## TASK REQUIREMENTS
Please output the entries below exactly as they are.

## Point localization data
= = = = = = =
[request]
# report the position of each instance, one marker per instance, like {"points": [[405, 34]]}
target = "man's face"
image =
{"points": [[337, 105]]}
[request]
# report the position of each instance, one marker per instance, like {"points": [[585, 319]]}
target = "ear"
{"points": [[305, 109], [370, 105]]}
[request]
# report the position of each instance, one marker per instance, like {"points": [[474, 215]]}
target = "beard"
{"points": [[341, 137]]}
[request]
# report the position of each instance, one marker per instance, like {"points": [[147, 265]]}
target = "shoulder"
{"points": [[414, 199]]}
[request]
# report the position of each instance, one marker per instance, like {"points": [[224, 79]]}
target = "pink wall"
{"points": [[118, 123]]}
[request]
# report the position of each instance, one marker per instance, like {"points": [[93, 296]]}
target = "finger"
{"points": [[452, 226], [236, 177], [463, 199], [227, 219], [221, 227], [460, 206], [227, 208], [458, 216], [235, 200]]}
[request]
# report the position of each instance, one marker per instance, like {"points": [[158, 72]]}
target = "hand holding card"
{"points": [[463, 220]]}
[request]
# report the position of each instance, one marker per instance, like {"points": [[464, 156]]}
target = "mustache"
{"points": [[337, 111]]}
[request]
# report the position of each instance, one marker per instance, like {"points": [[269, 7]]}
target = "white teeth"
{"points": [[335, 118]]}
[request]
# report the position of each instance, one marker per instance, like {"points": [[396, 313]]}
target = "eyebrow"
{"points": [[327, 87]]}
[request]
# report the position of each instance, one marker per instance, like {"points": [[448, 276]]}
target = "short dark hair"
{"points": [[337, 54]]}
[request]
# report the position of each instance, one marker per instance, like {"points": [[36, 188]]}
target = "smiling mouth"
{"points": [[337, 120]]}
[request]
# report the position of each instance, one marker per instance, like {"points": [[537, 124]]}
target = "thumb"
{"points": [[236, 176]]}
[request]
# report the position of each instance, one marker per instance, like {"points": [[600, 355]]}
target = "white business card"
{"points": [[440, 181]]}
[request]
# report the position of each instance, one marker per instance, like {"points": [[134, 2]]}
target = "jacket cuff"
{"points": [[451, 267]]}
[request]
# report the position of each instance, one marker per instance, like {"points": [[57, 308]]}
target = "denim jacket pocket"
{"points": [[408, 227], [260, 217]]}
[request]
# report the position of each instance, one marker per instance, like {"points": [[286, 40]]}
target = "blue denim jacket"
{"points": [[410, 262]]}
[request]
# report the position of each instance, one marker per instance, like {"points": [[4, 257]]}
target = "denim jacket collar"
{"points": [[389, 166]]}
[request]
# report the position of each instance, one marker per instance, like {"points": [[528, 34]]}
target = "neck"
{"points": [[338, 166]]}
= = = = = = =
## RESULT FOR THIS EXERCISE
[request]
# report the position of each instance, one marker per instance, like {"points": [[405, 34]]}
target = "man's face"
image =
{"points": [[337, 105]]}
[request]
# report the position of each instance, one marker per instance, like {"points": [[585, 319]]}
target = "ear"
{"points": [[305, 109], [370, 105]]}
[request]
# report the position of each instance, one marker per instance, like {"points": [[474, 215]]}
target = "beard"
{"points": [[341, 137]]}
[request]
# report the position of each instance, one marker per instance, like {"points": [[147, 265]]}
target = "shoulder"
{"points": [[414, 199]]}
[request]
# report the position of each instance, one marker per instance, like {"points": [[224, 79]]}
target = "pink wall"
{"points": [[118, 123]]}
[request]
# report the position of each instance, one marker per instance, like {"points": [[93, 296]]}
target = "finger"
{"points": [[452, 226], [236, 177], [463, 199], [227, 219], [221, 227], [460, 206], [227, 208], [458, 216], [235, 200]]}
[request]
# report the position of each instance, one marker per instance, like {"points": [[158, 72]]}
target = "hand holding card"
{"points": [[463, 220]]}
[request]
# report the position of each instance, one marker per instance, like {"points": [[464, 156]]}
target = "mustache"
{"points": [[337, 111]]}
[request]
# report the position of each instance, one marker per instance, like {"points": [[269, 7]]}
target = "white teeth"
{"points": [[335, 118]]}
[request]
# report the position of each instance, one marker per instance, like {"points": [[396, 313]]}
target = "eyebrow"
{"points": [[327, 87]]}
[request]
# report the position of each instance, one marker per instance, like {"points": [[448, 276]]}
target = "short dark hair"
{"points": [[337, 54]]}
[request]
# report the position of each instance, one marker per instance, like {"points": [[36, 188]]}
target = "smiling mouth"
{"points": [[337, 120]]}
[request]
# report the position of each instance, one marker per instance, like {"points": [[537, 124]]}
target = "thumb"
{"points": [[236, 176]]}
[request]
# report the position of each instance, one marker per instance, like {"points": [[600, 355]]}
target = "white business card"
{"points": [[440, 181]]}
[request]
# report the position of each instance, one marker per instance, like {"points": [[134, 2]]}
target = "jacket cuff"
{"points": [[451, 267]]}
[request]
# report the position of each instance, one marker per instance, like {"points": [[57, 308]]}
target = "denim jacket pocket"
{"points": [[408, 227], [260, 217]]}
[request]
# report the position of each instance, one marker per instance, like {"points": [[286, 40]]}
target = "blue denim jacket"
{"points": [[410, 262]]}
[request]
# report the position of each instance, one marker per instance, like {"points": [[4, 257]]}
target = "denim jacket collar"
{"points": [[389, 166]]}
[request]
# report the position of each instance, one marker per instance, like {"points": [[528, 34]]}
target = "neck"
{"points": [[338, 166]]}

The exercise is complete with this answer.